Reproduce every one of the records below word for word, line by line.

Given records >>

==*==

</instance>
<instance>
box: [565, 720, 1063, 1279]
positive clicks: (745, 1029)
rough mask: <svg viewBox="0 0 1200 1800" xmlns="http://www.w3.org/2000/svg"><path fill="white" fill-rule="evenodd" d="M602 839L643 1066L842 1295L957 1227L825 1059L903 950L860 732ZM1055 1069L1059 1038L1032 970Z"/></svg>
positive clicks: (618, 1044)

==*==

Finished task >>
</instance>
<instance>
box: [565, 720, 1063, 1279]
positive clicks: (745, 1029)
rough mask: <svg viewBox="0 0 1200 1800" xmlns="http://www.w3.org/2000/svg"><path fill="white" fill-rule="evenodd" d="M602 839L643 1066L842 1295L957 1227L825 1059L903 950L860 732ZM1055 1069L1059 1038L1032 970Z"/></svg>
positive clicks: (618, 1044)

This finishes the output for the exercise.